THE TASK = Exactly the line with "positive clicks: (482, 131)" and the lines that follow it, through the closing line of the entries, should be restated, with nothing left out or added.

DATA FOR REVIEW =
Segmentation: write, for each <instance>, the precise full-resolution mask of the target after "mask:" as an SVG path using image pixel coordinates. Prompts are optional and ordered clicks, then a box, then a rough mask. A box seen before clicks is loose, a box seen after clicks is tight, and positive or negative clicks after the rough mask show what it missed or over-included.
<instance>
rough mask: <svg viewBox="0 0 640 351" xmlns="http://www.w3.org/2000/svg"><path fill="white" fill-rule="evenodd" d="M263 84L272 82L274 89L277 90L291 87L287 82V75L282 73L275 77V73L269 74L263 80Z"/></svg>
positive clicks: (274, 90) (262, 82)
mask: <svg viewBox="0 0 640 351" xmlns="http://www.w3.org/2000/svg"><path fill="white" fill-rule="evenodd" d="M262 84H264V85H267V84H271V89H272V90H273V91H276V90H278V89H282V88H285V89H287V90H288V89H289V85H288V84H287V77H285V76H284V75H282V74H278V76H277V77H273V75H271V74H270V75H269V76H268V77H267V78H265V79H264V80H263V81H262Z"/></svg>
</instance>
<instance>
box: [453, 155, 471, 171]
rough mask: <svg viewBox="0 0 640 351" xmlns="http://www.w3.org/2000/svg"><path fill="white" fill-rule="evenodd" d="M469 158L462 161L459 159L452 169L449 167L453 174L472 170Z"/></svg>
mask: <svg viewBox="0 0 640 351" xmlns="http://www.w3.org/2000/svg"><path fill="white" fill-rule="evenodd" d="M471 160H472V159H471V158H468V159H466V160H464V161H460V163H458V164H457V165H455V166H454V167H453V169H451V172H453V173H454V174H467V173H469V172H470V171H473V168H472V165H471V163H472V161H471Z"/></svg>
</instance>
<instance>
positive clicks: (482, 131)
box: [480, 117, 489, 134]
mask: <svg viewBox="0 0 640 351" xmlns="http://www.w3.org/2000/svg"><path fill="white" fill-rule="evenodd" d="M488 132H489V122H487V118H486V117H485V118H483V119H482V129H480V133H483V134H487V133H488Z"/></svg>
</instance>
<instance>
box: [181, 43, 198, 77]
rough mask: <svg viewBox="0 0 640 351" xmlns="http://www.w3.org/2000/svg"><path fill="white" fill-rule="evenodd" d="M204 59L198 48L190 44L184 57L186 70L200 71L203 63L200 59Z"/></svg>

OUTPUT OF THE TASK =
positive clicks: (482, 131)
box: [480, 117, 489, 134]
mask: <svg viewBox="0 0 640 351" xmlns="http://www.w3.org/2000/svg"><path fill="white" fill-rule="evenodd" d="M488 132H489V122H487V118H486V117H485V118H483V119H482V129H480V133H483V134H487V133H488Z"/></svg>
</instance>
<instance>
box: [181, 43, 198, 77]
rough mask: <svg viewBox="0 0 640 351" xmlns="http://www.w3.org/2000/svg"><path fill="white" fill-rule="evenodd" d="M204 59L198 48L190 44L184 57L186 70L200 71L203 63L200 59Z"/></svg>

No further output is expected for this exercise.